# Given entries

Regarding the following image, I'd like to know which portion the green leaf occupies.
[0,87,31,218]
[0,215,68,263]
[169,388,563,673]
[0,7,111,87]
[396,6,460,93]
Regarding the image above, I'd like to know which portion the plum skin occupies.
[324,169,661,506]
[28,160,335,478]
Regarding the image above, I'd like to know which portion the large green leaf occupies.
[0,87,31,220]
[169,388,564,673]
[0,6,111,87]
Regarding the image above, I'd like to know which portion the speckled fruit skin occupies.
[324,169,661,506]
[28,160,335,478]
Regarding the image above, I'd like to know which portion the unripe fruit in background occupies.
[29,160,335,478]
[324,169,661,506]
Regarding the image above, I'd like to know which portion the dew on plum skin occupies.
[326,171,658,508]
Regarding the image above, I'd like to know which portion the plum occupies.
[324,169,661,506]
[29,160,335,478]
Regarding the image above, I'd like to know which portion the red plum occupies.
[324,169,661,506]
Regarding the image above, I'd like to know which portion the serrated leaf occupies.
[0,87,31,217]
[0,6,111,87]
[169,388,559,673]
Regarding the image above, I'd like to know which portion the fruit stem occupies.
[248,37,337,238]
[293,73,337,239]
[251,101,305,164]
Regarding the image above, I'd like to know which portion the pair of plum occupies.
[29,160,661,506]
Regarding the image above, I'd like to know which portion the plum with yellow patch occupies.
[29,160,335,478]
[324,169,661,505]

---

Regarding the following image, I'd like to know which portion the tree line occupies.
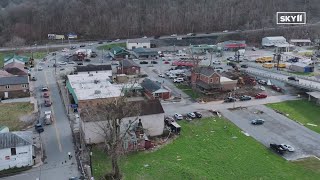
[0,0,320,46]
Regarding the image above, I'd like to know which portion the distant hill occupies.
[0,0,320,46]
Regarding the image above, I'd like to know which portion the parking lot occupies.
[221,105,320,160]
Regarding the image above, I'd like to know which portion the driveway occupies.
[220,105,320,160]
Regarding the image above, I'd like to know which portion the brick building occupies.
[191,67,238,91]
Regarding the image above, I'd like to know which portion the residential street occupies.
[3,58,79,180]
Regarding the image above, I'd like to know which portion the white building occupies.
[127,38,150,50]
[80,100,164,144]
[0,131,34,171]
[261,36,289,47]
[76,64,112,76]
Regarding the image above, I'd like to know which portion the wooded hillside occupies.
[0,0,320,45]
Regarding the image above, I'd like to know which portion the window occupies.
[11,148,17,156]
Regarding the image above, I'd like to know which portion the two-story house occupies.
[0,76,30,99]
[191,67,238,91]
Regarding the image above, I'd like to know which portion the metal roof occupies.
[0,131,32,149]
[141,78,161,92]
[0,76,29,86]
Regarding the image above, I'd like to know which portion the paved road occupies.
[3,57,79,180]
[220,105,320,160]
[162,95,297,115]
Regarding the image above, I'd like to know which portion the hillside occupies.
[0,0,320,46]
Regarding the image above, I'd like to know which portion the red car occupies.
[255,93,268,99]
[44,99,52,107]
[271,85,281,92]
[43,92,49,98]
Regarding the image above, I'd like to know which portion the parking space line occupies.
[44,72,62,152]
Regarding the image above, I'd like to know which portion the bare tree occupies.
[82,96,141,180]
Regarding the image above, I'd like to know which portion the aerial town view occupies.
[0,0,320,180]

--

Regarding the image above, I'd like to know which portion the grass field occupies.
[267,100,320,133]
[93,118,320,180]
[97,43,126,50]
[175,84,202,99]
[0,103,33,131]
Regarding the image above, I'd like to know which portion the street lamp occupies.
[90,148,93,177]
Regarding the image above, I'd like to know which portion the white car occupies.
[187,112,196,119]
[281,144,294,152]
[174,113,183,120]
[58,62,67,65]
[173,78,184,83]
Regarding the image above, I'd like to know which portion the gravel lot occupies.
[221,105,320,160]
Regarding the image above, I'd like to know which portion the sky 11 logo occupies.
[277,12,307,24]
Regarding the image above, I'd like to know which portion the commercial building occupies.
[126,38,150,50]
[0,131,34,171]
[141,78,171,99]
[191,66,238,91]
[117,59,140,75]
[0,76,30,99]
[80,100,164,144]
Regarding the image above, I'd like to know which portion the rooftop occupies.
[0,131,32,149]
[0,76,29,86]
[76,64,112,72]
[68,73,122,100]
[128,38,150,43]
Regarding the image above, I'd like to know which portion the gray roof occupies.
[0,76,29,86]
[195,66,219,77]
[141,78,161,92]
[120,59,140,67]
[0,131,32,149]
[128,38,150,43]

# Directions
Copy out the rows above word for word, starting with the line containing "on plum skin occupies." and ending with the line containing "[324,169,661,505]", including both of those lines.

# Result of this task
Regarding the image above, I'd like to know which portion the dew on plum skin occupies.
[326,171,658,508]
Regarding the image above, I'd like to know which portion the plum occupies.
[324,169,661,506]
[29,160,335,478]
Regarding the image above, I'd like to know which portion the red plum occupies.
[324,169,661,506]
Regarding the image above, I'd like to know which portion the serrated leaf occupies.
[0,87,31,217]
[0,6,111,87]
[169,388,559,673]
Regarding the image above, I'd like to know which portion the fruit stem occupies.
[248,37,337,238]
[293,73,337,239]
[251,101,305,164]
Regarding the image above, I'd like to know which portion the pair of plum occupies.
[29,160,661,506]
Regarding the image above, I'd like to know which portion the plum with yellow patch occupies.
[29,160,335,478]
[324,169,661,505]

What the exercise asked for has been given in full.